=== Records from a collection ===
########
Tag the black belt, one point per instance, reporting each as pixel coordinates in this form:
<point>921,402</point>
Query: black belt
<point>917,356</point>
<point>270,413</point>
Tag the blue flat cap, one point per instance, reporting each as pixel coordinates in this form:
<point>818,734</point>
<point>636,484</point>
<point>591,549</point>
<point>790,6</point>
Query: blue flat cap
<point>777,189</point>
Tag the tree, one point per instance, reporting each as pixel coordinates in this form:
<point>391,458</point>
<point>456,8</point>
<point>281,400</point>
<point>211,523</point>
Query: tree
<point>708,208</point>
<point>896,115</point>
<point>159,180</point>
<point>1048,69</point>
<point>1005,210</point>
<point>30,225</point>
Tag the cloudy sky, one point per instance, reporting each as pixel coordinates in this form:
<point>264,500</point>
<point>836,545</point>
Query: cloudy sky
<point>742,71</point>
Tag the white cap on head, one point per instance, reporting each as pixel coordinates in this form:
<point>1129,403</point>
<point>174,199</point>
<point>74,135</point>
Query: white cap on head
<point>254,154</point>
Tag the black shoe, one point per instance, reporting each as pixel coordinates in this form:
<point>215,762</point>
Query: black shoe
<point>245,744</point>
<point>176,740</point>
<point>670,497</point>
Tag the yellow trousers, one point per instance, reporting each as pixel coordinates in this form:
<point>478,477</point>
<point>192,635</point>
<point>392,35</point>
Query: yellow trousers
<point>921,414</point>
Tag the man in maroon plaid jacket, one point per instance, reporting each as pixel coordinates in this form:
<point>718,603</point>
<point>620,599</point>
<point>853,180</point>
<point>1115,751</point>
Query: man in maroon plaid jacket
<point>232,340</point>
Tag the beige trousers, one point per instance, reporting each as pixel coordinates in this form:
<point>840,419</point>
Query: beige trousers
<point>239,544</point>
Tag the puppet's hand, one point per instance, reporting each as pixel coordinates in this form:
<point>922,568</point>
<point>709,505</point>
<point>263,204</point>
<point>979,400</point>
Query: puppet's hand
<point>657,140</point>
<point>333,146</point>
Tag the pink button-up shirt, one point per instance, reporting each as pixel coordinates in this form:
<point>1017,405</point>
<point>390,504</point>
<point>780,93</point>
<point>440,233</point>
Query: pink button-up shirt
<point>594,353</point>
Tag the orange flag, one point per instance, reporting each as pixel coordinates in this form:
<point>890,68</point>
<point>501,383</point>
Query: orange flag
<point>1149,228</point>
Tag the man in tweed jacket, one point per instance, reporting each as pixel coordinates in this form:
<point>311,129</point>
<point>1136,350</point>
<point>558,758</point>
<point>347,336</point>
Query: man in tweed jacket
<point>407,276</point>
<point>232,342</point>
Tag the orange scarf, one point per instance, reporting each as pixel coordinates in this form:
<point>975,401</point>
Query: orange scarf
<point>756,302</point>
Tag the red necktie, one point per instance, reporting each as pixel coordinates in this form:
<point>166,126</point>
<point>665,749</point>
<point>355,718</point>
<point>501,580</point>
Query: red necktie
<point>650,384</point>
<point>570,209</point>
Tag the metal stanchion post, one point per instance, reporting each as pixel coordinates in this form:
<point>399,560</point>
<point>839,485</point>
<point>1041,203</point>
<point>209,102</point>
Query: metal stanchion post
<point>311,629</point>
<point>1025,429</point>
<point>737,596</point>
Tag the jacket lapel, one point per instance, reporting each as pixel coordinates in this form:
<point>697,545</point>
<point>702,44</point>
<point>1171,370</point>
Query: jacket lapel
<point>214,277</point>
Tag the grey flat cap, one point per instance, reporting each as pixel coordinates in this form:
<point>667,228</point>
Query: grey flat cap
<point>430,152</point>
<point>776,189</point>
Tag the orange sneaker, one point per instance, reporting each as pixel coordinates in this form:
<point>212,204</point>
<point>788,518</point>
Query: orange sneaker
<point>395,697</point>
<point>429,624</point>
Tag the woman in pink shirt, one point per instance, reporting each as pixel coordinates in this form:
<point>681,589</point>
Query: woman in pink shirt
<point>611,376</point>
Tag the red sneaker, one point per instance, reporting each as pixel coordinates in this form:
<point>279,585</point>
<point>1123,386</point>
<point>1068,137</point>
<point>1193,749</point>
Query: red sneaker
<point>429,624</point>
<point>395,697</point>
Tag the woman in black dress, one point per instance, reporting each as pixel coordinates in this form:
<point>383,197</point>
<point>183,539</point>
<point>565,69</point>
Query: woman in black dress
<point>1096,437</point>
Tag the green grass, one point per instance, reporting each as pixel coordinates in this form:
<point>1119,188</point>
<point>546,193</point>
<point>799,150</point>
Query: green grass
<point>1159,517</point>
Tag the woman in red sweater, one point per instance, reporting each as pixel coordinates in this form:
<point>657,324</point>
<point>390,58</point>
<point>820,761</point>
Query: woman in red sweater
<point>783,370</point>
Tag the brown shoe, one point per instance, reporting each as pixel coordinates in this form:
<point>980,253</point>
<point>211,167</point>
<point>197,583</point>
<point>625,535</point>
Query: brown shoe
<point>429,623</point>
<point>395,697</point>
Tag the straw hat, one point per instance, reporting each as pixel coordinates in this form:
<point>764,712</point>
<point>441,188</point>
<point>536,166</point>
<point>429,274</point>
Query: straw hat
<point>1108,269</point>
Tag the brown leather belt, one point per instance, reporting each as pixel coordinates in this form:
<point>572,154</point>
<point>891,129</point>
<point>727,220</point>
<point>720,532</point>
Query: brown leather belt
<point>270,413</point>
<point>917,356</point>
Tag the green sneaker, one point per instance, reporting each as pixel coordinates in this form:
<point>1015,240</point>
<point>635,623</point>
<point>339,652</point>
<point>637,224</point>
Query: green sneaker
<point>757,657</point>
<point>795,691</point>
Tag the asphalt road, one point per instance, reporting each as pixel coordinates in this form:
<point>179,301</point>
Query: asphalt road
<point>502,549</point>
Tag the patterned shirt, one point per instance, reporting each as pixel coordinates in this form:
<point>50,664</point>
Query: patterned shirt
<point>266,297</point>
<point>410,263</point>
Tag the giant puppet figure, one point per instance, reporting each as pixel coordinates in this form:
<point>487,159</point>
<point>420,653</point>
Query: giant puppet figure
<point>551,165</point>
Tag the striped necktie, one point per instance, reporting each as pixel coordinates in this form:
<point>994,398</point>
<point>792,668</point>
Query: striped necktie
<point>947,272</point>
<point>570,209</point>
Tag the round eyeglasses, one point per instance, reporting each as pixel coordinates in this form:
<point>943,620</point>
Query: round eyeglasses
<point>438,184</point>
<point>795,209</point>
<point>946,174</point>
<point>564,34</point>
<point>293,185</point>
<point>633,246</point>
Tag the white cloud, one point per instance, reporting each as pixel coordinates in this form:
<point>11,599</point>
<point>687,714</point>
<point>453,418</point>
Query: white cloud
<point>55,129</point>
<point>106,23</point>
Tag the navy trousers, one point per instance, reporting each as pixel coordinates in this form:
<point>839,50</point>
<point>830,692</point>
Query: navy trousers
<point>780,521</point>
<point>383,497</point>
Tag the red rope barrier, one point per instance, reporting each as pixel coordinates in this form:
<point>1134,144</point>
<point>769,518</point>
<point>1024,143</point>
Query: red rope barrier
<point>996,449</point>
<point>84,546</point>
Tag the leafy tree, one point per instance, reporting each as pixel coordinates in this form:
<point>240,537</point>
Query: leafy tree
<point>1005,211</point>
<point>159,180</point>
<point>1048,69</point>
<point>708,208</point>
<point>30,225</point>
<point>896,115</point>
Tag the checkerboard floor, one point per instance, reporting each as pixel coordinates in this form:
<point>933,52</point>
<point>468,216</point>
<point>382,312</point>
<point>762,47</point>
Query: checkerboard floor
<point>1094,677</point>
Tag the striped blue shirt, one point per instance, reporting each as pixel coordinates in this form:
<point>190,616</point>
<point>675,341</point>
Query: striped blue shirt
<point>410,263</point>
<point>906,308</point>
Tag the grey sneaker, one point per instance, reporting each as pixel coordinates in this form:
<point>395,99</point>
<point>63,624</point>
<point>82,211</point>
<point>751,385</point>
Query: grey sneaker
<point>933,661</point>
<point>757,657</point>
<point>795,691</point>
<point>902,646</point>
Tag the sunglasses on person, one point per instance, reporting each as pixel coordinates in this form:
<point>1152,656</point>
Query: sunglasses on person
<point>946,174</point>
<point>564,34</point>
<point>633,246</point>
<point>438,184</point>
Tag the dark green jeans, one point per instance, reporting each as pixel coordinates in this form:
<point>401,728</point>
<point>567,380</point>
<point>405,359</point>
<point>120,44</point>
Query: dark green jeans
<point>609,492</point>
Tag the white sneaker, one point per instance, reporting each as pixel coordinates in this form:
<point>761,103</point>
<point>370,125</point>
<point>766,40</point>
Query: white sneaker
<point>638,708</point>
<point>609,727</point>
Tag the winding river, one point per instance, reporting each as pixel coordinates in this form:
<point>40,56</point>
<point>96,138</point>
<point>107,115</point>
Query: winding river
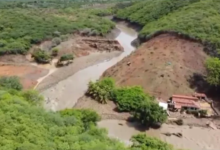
<point>66,93</point>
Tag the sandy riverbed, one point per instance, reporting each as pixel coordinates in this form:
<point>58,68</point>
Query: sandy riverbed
<point>195,138</point>
<point>69,87</point>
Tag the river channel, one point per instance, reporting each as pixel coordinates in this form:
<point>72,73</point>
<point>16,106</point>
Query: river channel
<point>66,93</point>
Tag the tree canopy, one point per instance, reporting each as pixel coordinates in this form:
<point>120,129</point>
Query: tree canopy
<point>213,69</point>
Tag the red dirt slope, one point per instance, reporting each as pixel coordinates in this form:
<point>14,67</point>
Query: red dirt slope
<point>162,66</point>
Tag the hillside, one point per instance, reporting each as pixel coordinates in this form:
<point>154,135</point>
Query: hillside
<point>162,66</point>
<point>196,19</point>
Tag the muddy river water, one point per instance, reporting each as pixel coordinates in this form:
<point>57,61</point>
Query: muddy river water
<point>66,93</point>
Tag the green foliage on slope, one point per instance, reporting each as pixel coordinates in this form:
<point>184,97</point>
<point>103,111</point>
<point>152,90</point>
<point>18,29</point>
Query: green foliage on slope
<point>129,99</point>
<point>199,19</point>
<point>28,127</point>
<point>150,10</point>
<point>144,142</point>
<point>101,89</point>
<point>35,25</point>
<point>11,83</point>
<point>213,69</point>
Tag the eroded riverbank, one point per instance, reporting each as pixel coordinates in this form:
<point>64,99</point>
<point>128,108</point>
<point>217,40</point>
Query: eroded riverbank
<point>65,93</point>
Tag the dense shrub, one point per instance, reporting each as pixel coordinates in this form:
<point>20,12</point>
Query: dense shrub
<point>36,25</point>
<point>129,99</point>
<point>66,57</point>
<point>198,19</point>
<point>150,113</point>
<point>144,142</point>
<point>28,127</point>
<point>33,97</point>
<point>55,51</point>
<point>41,56</point>
<point>213,69</point>
<point>86,115</point>
<point>101,89</point>
<point>179,122</point>
<point>10,83</point>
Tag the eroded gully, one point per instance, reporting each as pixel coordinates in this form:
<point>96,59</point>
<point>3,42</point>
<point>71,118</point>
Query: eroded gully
<point>66,93</point>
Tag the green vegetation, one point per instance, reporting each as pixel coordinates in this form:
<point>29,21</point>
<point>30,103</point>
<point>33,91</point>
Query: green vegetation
<point>198,19</point>
<point>41,56</point>
<point>213,69</point>
<point>149,10</point>
<point>66,57</point>
<point>27,126</point>
<point>150,114</point>
<point>101,89</point>
<point>55,51</point>
<point>128,99</point>
<point>11,83</point>
<point>35,25</point>
<point>143,142</point>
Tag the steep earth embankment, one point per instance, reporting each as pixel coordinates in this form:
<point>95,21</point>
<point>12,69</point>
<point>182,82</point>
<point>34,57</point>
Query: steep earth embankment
<point>163,66</point>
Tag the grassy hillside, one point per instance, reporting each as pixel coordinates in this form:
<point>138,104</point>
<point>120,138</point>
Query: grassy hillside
<point>150,10</point>
<point>197,18</point>
<point>25,125</point>
<point>22,27</point>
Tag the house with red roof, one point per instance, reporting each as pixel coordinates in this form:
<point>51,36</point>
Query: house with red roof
<point>178,102</point>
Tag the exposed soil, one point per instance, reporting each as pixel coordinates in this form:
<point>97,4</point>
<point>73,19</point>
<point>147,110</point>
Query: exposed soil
<point>27,74</point>
<point>81,45</point>
<point>163,66</point>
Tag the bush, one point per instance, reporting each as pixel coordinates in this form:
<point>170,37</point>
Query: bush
<point>55,51</point>
<point>41,56</point>
<point>56,41</point>
<point>128,99</point>
<point>144,142</point>
<point>101,89</point>
<point>86,115</point>
<point>66,57</point>
<point>11,83</point>
<point>33,97</point>
<point>203,113</point>
<point>213,69</point>
<point>150,113</point>
<point>179,122</point>
<point>28,127</point>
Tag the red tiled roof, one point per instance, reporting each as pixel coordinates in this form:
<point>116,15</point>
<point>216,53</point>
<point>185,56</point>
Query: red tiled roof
<point>181,102</point>
<point>185,97</point>
<point>199,95</point>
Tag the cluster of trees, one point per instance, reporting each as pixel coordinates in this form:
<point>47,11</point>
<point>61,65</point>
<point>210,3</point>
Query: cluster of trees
<point>213,70</point>
<point>25,125</point>
<point>128,99</point>
<point>35,25</point>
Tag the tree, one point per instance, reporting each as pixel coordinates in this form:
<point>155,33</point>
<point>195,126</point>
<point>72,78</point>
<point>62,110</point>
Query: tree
<point>129,99</point>
<point>150,113</point>
<point>145,142</point>
<point>41,56</point>
<point>101,89</point>
<point>11,83</point>
<point>213,69</point>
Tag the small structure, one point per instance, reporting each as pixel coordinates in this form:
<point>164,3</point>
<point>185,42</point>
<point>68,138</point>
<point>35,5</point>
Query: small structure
<point>163,105</point>
<point>200,96</point>
<point>178,102</point>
########
=== Set exercise ===
Please copy the material from the line containing "Tag the blue" through the line containing "<point>777,189</point>", including both of those lines, without changing anything.

=== Output for this task ===
Tag the blue flat cap, one point per instance, reporting each as pixel coordinates in this form:
<point>818,734</point>
<point>636,484</point>
<point>591,549</point>
<point>790,6</point>
Query: blue flat cap
<point>777,189</point>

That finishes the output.